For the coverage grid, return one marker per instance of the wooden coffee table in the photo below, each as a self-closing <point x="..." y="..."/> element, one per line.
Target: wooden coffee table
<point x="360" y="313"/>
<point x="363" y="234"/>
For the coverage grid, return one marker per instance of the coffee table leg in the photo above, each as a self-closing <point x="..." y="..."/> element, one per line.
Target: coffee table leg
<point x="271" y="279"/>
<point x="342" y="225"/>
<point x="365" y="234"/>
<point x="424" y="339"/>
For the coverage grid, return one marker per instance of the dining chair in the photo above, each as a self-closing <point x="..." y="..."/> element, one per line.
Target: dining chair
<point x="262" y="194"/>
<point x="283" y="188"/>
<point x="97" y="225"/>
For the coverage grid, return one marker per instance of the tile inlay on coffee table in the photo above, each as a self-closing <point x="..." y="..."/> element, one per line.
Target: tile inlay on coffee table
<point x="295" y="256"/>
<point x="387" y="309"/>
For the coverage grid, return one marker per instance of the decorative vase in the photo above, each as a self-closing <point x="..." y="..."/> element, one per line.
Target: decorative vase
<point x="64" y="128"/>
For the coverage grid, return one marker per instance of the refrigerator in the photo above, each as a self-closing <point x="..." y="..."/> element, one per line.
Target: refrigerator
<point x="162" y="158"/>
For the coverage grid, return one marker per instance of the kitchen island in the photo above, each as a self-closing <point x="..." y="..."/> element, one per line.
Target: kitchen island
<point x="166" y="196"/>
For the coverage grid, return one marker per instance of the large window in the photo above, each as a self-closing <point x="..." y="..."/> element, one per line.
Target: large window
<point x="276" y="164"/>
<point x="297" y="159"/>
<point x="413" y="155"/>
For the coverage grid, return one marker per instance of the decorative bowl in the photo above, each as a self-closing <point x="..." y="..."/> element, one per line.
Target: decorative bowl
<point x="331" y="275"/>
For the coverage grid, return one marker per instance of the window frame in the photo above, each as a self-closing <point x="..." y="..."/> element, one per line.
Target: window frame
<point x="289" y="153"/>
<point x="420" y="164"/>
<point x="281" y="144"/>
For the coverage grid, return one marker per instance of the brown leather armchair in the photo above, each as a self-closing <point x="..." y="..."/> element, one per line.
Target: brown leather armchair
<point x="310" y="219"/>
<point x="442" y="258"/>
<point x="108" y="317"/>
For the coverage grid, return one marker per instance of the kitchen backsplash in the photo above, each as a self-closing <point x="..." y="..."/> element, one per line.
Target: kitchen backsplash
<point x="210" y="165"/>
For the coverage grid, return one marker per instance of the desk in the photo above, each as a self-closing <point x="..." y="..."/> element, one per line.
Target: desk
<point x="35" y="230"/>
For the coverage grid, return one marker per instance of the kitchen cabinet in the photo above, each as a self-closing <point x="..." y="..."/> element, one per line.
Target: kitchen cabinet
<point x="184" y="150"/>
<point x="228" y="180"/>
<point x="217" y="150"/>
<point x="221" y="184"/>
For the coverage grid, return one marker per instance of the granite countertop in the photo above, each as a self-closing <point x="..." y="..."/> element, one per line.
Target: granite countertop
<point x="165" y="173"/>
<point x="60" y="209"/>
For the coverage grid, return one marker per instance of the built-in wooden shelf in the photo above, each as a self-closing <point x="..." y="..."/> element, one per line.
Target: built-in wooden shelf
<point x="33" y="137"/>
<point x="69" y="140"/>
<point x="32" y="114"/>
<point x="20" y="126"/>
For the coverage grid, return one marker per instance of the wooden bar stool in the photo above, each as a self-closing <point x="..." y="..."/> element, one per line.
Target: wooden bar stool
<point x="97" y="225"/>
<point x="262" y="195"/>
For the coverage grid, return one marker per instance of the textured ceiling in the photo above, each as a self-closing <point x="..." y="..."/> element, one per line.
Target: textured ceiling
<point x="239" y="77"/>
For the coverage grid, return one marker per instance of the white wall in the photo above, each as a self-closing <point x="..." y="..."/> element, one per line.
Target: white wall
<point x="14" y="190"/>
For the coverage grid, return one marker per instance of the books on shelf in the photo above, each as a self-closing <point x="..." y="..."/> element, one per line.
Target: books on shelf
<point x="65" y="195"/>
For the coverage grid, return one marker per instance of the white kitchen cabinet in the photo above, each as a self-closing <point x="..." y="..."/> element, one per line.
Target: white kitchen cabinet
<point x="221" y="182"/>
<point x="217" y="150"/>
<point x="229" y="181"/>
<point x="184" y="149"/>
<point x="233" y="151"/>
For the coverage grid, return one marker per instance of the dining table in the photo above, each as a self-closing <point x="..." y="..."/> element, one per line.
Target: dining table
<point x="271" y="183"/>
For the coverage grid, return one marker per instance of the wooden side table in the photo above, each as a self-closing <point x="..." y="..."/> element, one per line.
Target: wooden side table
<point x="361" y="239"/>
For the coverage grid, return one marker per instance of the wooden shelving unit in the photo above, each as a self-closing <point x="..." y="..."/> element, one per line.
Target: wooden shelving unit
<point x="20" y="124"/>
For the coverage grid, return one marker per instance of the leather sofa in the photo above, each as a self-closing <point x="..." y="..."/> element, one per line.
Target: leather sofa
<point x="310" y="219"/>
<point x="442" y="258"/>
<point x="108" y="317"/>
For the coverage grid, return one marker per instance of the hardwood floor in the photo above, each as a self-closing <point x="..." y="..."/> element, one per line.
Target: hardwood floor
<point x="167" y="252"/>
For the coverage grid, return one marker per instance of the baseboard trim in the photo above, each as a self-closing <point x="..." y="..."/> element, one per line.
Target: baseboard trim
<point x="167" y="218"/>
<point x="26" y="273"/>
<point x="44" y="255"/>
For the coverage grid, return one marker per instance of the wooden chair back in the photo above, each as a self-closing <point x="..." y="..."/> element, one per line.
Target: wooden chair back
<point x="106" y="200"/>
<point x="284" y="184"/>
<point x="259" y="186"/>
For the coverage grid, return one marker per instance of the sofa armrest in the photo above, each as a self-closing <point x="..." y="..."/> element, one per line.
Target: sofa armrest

****************

* **TASK DESCRIPTION**
Your task is to reproduce, exactly and exclusively, the lines from the one holding "the wooden side" through the final line of the listing.

* **OUTPUT FOR THIS EXERCISE**
For the coverage grid, return one marker per instance of the wooden side table in the photo above, each as a self-closing <point x="..." y="..."/> element, one per line.
Target: wooden side table
<point x="361" y="239"/>
For the coverage grid, return one marker per instance of the wooden shelving unit in the photo above, each as a self-closing <point x="..." y="..."/> element, one per line.
Target: wooden shelving unit
<point x="20" y="124"/>
For the coverage grid, return one marker per instance of the leather sofa in the photo above, each as a self-closing <point x="..." y="..."/> element, one per line.
Target: leather sofa
<point x="310" y="219"/>
<point x="442" y="258"/>
<point x="108" y="317"/>
For the coverage grid, return one marker per instance of the hardwood floor in the photo above, each as a self-closing <point x="..." y="..."/> element, one per line.
Target: hardwood floor
<point x="167" y="252"/>
For the coverage grid, return one marker per instance of the baseboard trim in the photo above, each as a self-closing <point x="..." y="..."/> element, one per line.
Target: baseboard trim
<point x="167" y="218"/>
<point x="26" y="273"/>
<point x="44" y="255"/>
For the coverage grid, return one marker per instance of the wooden chair back in the photo above, each as a self-closing <point x="..." y="..."/> element, one per line.
Target: wooden chair back
<point x="106" y="200"/>
<point x="284" y="184"/>
<point x="259" y="186"/>
For the coverage grid, return one marker per instance of the sofa armrest in the photo above, each as a self-closing <point x="..." y="..."/> element, one per line.
Target: sofa armrest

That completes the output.